Work instructions: Would you write out the entries below, every one of them, exactly?

Supplied data:

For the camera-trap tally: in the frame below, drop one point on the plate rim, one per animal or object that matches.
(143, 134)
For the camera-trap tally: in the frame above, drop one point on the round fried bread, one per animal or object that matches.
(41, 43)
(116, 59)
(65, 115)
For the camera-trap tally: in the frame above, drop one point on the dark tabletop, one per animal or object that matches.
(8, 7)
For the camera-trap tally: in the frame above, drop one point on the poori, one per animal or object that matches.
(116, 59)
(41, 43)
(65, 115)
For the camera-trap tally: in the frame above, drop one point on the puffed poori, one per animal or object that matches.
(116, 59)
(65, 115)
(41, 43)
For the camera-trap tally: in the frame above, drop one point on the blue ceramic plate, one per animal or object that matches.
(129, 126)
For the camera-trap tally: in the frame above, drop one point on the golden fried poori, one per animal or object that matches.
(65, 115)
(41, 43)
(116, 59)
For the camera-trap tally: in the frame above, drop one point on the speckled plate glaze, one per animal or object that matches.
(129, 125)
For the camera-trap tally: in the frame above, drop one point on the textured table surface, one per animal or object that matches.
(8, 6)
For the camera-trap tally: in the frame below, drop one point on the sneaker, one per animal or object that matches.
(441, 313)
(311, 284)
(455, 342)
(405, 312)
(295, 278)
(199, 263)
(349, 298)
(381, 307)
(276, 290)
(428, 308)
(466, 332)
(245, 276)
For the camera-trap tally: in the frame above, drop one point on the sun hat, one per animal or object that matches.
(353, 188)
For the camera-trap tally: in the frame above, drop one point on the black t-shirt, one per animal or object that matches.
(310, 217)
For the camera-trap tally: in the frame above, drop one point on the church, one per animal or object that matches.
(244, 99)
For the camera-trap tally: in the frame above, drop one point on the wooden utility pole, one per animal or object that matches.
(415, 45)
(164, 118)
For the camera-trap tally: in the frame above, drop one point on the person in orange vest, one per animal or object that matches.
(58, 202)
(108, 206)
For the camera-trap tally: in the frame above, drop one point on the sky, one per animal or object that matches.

Correct response:
For the camera-trap tally: in the frame below, drop one point on the plate rim, one per animal or object that matches.
(143, 134)
For the camera-trap tally: in the frame above, drop one point on the round fried bread, one per animal or object that matches.
(41, 43)
(116, 59)
(65, 115)
For the camera-trap tally: in the frame above, drop one point on the dark tabletop, one per animal or object that matches.
(8, 7)
For the camera-trap tally: in the frame above, drop one point on the poori, one per animal or object that matches.
(116, 59)
(41, 43)
(65, 115)
For the camera-trap tally: in the frame above, drop one point on the puffed poori, one per animal or object that matches.
(116, 59)
(65, 115)
(41, 43)
For the camera-trap tally: in the frame above, drop one point on the blue ceramic plate, one per animal or object that matches.
(129, 126)
For the camera-trap tally: in the frame above, drop one point on the golden fried poori, one per animal or object that matches.
(65, 115)
(41, 43)
(116, 59)
For the camera-trap tally: in the frame above, drop one point on the speckled plate glaze, one per animal or object that matches.
(129, 125)
For the camera-trap tally: in the frame above, drop one point on the textured table surface, one per animal or object that matches.
(8, 6)
For the camera-trap tally: in the frame below, drop one point on the sneaker, one per animal or object that matches.
(441, 313)
(311, 284)
(455, 342)
(405, 312)
(295, 278)
(199, 263)
(349, 298)
(381, 307)
(276, 290)
(428, 308)
(466, 332)
(245, 276)
For the camera-trap tally: in the frame above, drop one point on the sun hat, one per animal or object that matches.
(353, 188)
For the camera-trap tally: in the frame above, drop one point on the black t-shirt, one per animal or object that matches.
(310, 217)
For the camera-trap tally: in the frame above, drop one point on the church, one per animal or object that matches.
(244, 99)
For the camera-trap tally: in the frame above, drop one point on the wooden utility pole, one per animal or object that matches.
(415, 45)
(164, 118)
For the camera-trap tally: in the frame above, drop one point on the person in orange vest, one per animal or object that matches.
(58, 202)
(108, 206)
For the camera-trap tally: in the frame above, drop one point on the sky, one per animal or object that matches.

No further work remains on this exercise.